A run of records
start

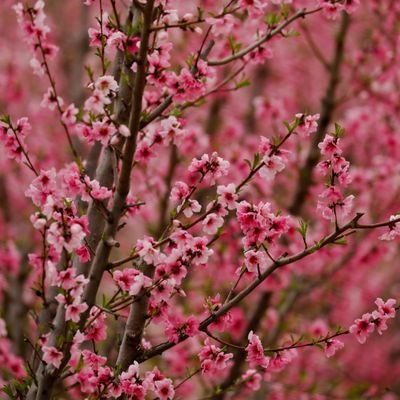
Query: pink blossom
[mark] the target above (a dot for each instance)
(330, 146)
(211, 223)
(387, 308)
(213, 359)
(332, 346)
(52, 356)
(106, 84)
(227, 196)
(308, 124)
(74, 310)
(179, 191)
(252, 379)
(256, 261)
(380, 321)
(362, 327)
(394, 229)
(255, 352)
(69, 115)
(164, 389)
(131, 280)
(272, 165)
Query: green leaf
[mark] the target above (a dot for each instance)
(242, 83)
(339, 131)
(256, 160)
(303, 228)
(272, 19)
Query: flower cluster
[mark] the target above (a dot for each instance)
(332, 203)
(213, 359)
(365, 325)
(13, 137)
(260, 225)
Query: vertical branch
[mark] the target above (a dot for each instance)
(328, 108)
(131, 348)
(46, 378)
(240, 355)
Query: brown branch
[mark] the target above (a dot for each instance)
(330, 239)
(328, 108)
(240, 354)
(299, 14)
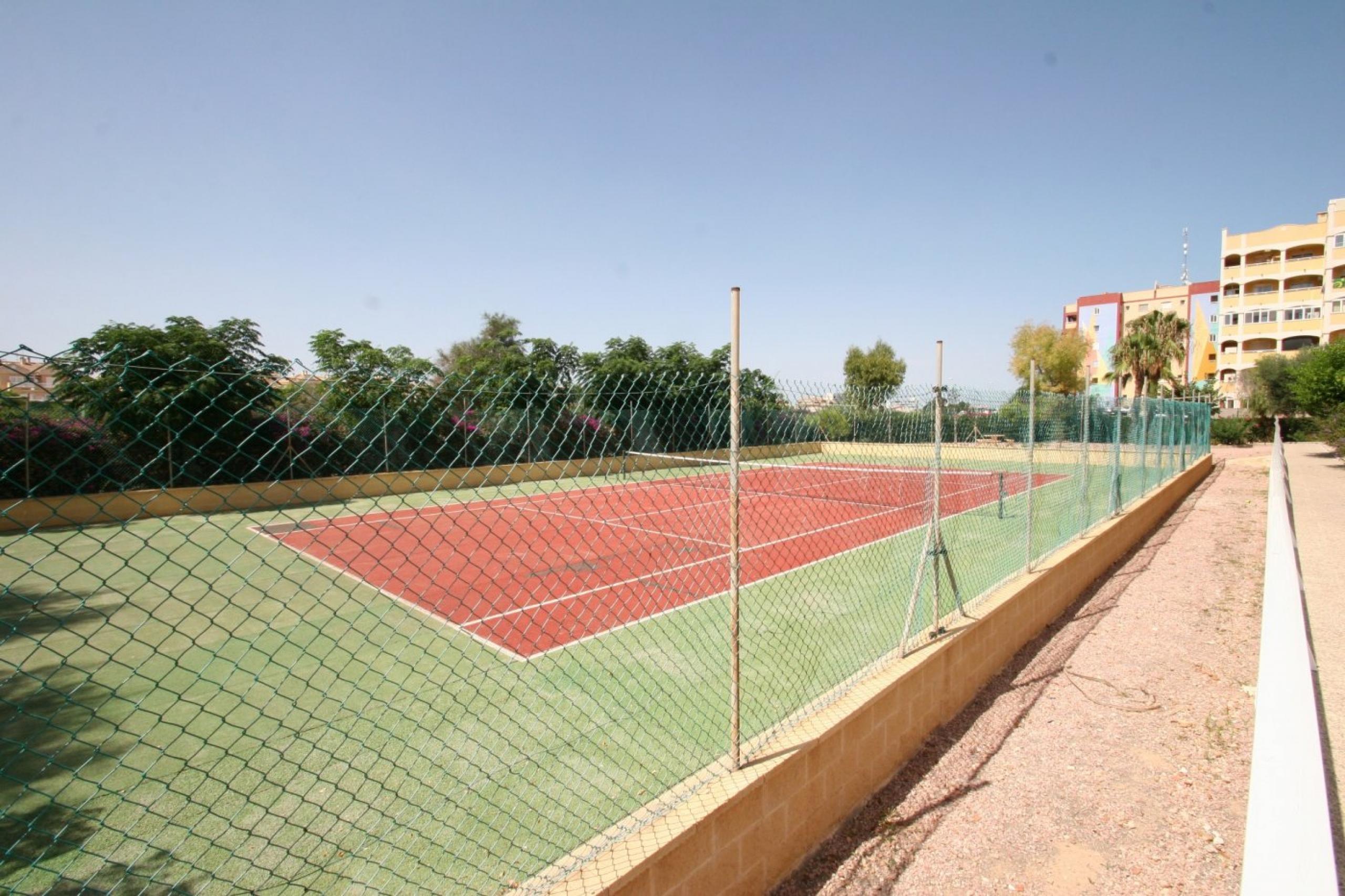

end

▶ **INSTRUCTIONS FOR THE TASK**
Filter the records above down to the lines containing the word "branch", case-sensitive. Copy each such line.

▶ **RESPONSE FOR THIS EXERCISE**
Query: vertical branch
Query: brown branch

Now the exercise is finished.